TASK: Repeat, word for word, each of the records shown below, without their pictures.

=== DATA TO USE ===

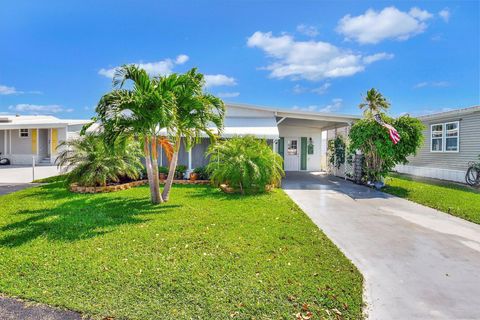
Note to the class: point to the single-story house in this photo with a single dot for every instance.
(27, 138)
(452, 140)
(299, 136)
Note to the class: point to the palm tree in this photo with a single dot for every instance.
(373, 103)
(195, 112)
(91, 161)
(142, 109)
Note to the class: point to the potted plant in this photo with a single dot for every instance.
(180, 171)
(162, 172)
(201, 173)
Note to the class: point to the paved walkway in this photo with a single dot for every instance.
(13, 309)
(418, 263)
(24, 174)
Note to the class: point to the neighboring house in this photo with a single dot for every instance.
(299, 136)
(452, 139)
(24, 138)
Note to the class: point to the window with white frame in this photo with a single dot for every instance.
(444, 137)
(24, 133)
(451, 136)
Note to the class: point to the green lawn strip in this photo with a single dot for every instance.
(203, 255)
(457, 200)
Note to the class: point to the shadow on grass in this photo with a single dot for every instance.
(82, 217)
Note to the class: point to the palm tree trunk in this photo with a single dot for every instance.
(171, 170)
(148, 165)
(156, 180)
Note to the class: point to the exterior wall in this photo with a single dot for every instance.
(313, 160)
(43, 143)
(469, 146)
(447, 165)
(2, 142)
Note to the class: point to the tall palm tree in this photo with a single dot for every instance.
(141, 109)
(373, 103)
(195, 112)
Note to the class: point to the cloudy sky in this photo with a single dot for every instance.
(58, 57)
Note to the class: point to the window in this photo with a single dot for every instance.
(445, 137)
(24, 133)
(292, 148)
(451, 137)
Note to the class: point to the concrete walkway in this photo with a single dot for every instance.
(24, 174)
(418, 263)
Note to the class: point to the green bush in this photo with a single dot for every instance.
(163, 169)
(381, 154)
(90, 161)
(246, 164)
(202, 173)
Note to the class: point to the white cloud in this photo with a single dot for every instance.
(228, 94)
(377, 56)
(217, 80)
(181, 59)
(322, 89)
(432, 84)
(35, 108)
(6, 90)
(390, 23)
(162, 67)
(310, 31)
(333, 106)
(444, 14)
(310, 60)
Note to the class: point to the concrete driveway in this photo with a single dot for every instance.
(24, 174)
(418, 263)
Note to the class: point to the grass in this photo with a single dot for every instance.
(204, 255)
(457, 200)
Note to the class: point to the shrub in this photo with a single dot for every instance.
(381, 154)
(90, 161)
(202, 173)
(163, 169)
(246, 164)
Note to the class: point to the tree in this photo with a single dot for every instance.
(369, 136)
(142, 109)
(91, 161)
(245, 163)
(195, 112)
(373, 103)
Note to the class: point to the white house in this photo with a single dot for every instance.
(299, 136)
(24, 138)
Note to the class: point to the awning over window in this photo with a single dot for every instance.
(265, 127)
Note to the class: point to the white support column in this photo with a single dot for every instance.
(5, 150)
(189, 162)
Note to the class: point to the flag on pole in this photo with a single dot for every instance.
(392, 132)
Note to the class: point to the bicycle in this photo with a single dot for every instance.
(473, 174)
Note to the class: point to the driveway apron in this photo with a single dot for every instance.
(418, 263)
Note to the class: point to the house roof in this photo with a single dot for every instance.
(29, 122)
(457, 112)
(300, 114)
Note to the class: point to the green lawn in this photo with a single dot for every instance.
(457, 200)
(204, 255)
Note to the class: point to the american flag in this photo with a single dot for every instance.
(392, 132)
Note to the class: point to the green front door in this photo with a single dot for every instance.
(303, 153)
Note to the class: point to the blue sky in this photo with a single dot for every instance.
(56, 56)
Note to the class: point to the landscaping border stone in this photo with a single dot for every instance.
(124, 186)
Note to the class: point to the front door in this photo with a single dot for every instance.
(292, 154)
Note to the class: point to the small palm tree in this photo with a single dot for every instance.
(141, 110)
(195, 112)
(246, 164)
(90, 161)
(373, 103)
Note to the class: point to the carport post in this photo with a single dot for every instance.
(33, 168)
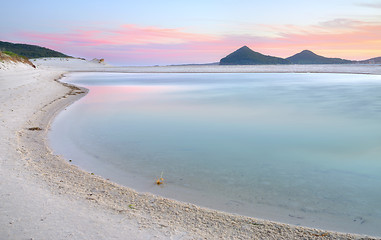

===

RESPONSE:
Note to the class: point to the single-story house in this photo with a single dot for every instance.
(27, 138)
(452, 140)
(299, 136)
Note to the class: point to the palm tree in this photo with a single dot for every instance.
(373, 103)
(195, 112)
(91, 161)
(142, 109)
Note to the class: point to the potted plant in this photo with a single dot for every instance.
(180, 171)
(162, 172)
(201, 173)
Note to the class: point to the paved walkway in this photo with a single dot for every instance.
(13, 309)
(418, 263)
(24, 174)
Note to the class: point to the neighboring house in this photo with a single dot for every instance.
(299, 136)
(452, 139)
(24, 138)
Note to the class: point to the window with white frame in this photo with a single dot for every instance.
(444, 137)
(24, 133)
(451, 136)
Note to the class: point to the green lawn strip in this photo with a single dot for every instance.
(203, 255)
(457, 200)
Note to the class: point to the shadow on grass in this photo with a single dot for every instance.
(82, 217)
Note to the class: point to the palm tree trunk in this photo with a single dot for every instance.
(171, 170)
(148, 165)
(156, 180)
Note to the class: point to the exterior wall in this photo with a single dot for every instance.
(313, 160)
(43, 143)
(469, 146)
(447, 165)
(2, 142)
Note to the class: point to the tall palm tree in this photo with a single dot for every instance.
(141, 109)
(373, 103)
(195, 112)
Note to the class: point to the cloudy sky in this photo with a single dot for every instance.
(58, 57)
Note to the class: point to the window in this photo with a single dot for every instance.
(445, 137)
(24, 133)
(292, 148)
(451, 137)
Note to the class: point to the concrete walkway in this photo with a single dot for every instance.
(24, 174)
(418, 263)
Note to the class: point to the green bush in this photo with a single dot for every instance.
(163, 169)
(381, 154)
(90, 161)
(246, 164)
(202, 173)
Note to the class: point to the white cloud in this photo with a single dot for every instance.
(228, 94)
(377, 56)
(217, 80)
(181, 59)
(322, 89)
(432, 84)
(35, 108)
(6, 90)
(390, 23)
(162, 67)
(310, 31)
(333, 106)
(444, 14)
(310, 60)
Note to the class: point to the concrete driveway in this photo with a single dot for every instance.
(24, 174)
(418, 263)
Note to the class: point to the grass in this photo with a single dot for every instance.
(204, 255)
(457, 200)
Note to the class: point to the shrub in this photo with a single dot for every instance.
(381, 154)
(90, 161)
(202, 173)
(163, 169)
(246, 164)
Note to the class: point to the tree in this photo with a single dot for every instance.
(369, 136)
(142, 109)
(91, 161)
(245, 163)
(195, 112)
(373, 103)
Note to the class: point to the white house in this photo with a single dot for every instance.
(299, 136)
(24, 138)
Note to the class: point to the awning over window in this photo with a single dot for every instance.
(265, 127)
Note to the class: point to the white support column in this photo with a single dot for every instance.
(5, 150)
(189, 162)
Note to the class: point to the flag on pole in this photo with a single dot for every instance.
(392, 132)
Note to the class: point to the bicycle in this photo with a single dot for every instance.
(473, 174)
Note to the class: point to the driveway apron in this photo with a single dot for every instance.
(418, 263)
Note to the class: point to the house roof in this photo with a single dot for every instance.
(29, 122)
(457, 112)
(300, 114)
Note to the class: point to the green lawn in this photo with a single dot for every instance.
(457, 200)
(204, 255)
Note to the class: point to the american flag in this photo with a single dot for every instance.
(392, 132)
Note to the class: point to the green front door in this photo with a single dot for every instance.
(303, 153)
Note to the class: point to the blue sky in this photo with a single dot for every instance.
(56, 56)
Note to the class: point to the landscaping border stone in this photo with a single dot for every instance.
(124, 186)
Note to the class: point to the front door in this photo with a single dot for every instance.
(292, 154)
Note to the class: point to the small palm tree in this photo with a single dot for every instance.
(141, 110)
(195, 112)
(246, 164)
(90, 161)
(373, 103)
Note to the class: point to the carport post in this photo with a single dot for every instance.
(33, 168)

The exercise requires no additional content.